Gesetz oder Verordnung?Um etwas mehr Verständnis für die juristischen Fachtermini zu bekommen, soll an dieser Stelle ein kurzer Exkurs zum Thema Recht eingefügt werden: Gesetze werden vom Parlament verabschiedet. Sie regeln grob das menschliche Miteinander. Um das Parlament nicht mit Details zu überlasten, werden in den Gesetzen sogenannte Verordnungen ermächtigt. Diese Verordnungen geben den zuständigen Ministerien die Möglichkeit bindende Vorschriften zu erlassen. In den meisten Fällen, die die Apotheke betreffen, werden die Verordnungen durch das Gesundheitsministerium erlassen. Im Fall der durch das ChemG ermächtigten Verordnungen steht das Bundesumweltministerium in der Verantwortung.

Nachdem das ChemG erstmals 1980 in Kraft trat, wurde es immer wieder an aktuelle Gegebenheiten angepasst. Der Zweck ist trotzdem im Laufe der Jahre gleich geblieben. Es soll den Menschen und die Umwelt vor schädlichen Einwirkungen gefährlicher Stoffe und Gemische schützen. Im Jahr 2013 kam es aufgrund des Inkrafttretens europäischer Verordnungen zur bisher einschneidendsten Neubekanntmachung. Viele Vorschriften wurden angepasst, um einen einheitlichen europäischen Standard erreichen zu können. Das ChemG macht sich die allgemeingültigen europäischen Verordnungen zu Nutze.

Zur Entlastung nationaler Behörden verweist es sowohl bei der Definition gefährlicher Stoffe, als auch bei der Einstufung, Kennzeichnung und Verpackung von Gefahrstoffen auf die jeweilige europäische Verordnung. Eine der wichtigen verbleibenden Aufgaben des ChemG ist die Festlegung der nationalen Behörden, die für bestimmte Kompetenzbereiche zuständig sind. Falls gefahrstoffrelevante Probleme in der Apotheke auftreten, die mit Standardprozeduren nicht zu lösen sind, soll es dabei helfen die jeweils zuständige Behörde ausfindig zu machen. Als weitere wichtige Aufgabe schafft das ChemG die Grundlage für die erwähnten Verordnungen.

Gesetze und Verordnungen sind wichtige Informationsquellen, wenn es um die Abgabe von Chemikalien geht.

# DATENAUSZUG

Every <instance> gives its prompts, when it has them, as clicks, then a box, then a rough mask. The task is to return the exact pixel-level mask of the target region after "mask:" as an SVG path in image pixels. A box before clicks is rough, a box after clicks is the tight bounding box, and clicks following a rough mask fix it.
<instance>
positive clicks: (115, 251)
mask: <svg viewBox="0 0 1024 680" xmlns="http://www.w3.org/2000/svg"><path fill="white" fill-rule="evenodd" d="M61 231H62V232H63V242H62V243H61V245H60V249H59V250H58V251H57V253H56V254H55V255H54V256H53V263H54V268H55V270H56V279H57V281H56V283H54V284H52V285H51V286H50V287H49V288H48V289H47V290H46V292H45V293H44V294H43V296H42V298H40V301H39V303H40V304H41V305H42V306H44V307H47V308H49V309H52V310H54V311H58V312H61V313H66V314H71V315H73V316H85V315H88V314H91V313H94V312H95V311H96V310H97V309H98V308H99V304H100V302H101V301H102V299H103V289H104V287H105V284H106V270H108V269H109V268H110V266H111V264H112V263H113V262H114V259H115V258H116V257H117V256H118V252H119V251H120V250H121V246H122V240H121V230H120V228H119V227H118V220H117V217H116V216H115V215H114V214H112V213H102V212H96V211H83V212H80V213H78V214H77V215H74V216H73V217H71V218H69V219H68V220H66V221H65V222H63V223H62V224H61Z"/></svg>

# AUFGABE 1
Welches Ministerium steht laut dem Textauszug über das Chemikaliengesetz bei den durch das ChemG ermächtigten Verordnungen in der Verantwortung?
# AUFGABE 2
Schreiben Sie aus dem Textauszug über das Chemikaliengesetz die Stelle von „Nachdem das ChemG“ bis „Verordnungen zu Nutze.“ wortgetreu ab.
# AUFGABE 3
Nehmen Sie den Textauszug über das Chemikaliengesetz an seinem Ende auf und führen Sie ihn weiter.

# AUSGABE 1
Das Bundesumweltministerium.

# AUSGABE 2
Nachdem das ChemG erstmals 1980 in Kraft trat, wurde es immer wieder an aktuelle Gegebenheiten angepasst. Der Zweck ist trotzdem im Laufe der Jahre gleich geblieben. Es soll den Menschen und die Umwelt vor schädlichen Einwirkungen gefährlicher Stoffe und Gemische schützen. Im Jahr 2013 kam es aufgrund des Inkrafttretens europäischer Verordnungen zur bisher einschneidendsten Neubekanntmachung. Viele Vorschriften wurden angepasst, um einen einheitlichen europäischen Standard erreichen zu können. Das ChemG macht sich die allgemeingültigen europäischen Verordnungen zu Nutze.

# AUSGABE 3
Gefahrstoffverordnung In Paragraph 19 ChemG wird die Gefahrstoffverordnung, kurz GefStoffV, ermächtigt. Unter dem offiziellen Namen „Verordnung zum Schutz vor Gefahrstoffen“ enthält diese vor allem detaillierte Vorschriften zum Arbeitsschutz. Ebenso wie das ChemG bezieht sich die GefStoffV in vielen Fällen auf europäische Verordnungen, die Gefahrstoffe schon ausführlich eingeteilt haben. Auch das Sicherheitsdatenblatt wird erneut erwähnt. Als nationale Eigenheiten finden hier bestimmte Dokumentations- und Informationsvorschriften ihre gesetzliche Grundlage.

Unter anderem werden Gefahrstoffverzeichnis, Gefährdungsbeurteilung und Betriebsanweisungen, die in jeder Apotheke im Pflichtprogramm stehen, definiert. Für Arbeitnehmer ist gut zu wissen, dass die Grundpflichten für Arbeitgeber in Bezug auf Informationsweitergabe und Unterweisungen bei gefährlichen Tätigkeiten festgelegt werden. Somit bildet die GefStoffV eine wichtige Quelle für Arbeitnehmer, die neu mit Aufgaben betraut werden. Sie können nachlesen, für welche Informationen der Vorgesetzte oder die verantwortliche Person zu sorgen hat, bevor Sie sich an eine mit Gefahren verbundene Aufgabe begeben. Als zweite wichtige Verordnung wird in Paragraph 17 ChemG die Chemikalienverbotsverordnung ermächtigt.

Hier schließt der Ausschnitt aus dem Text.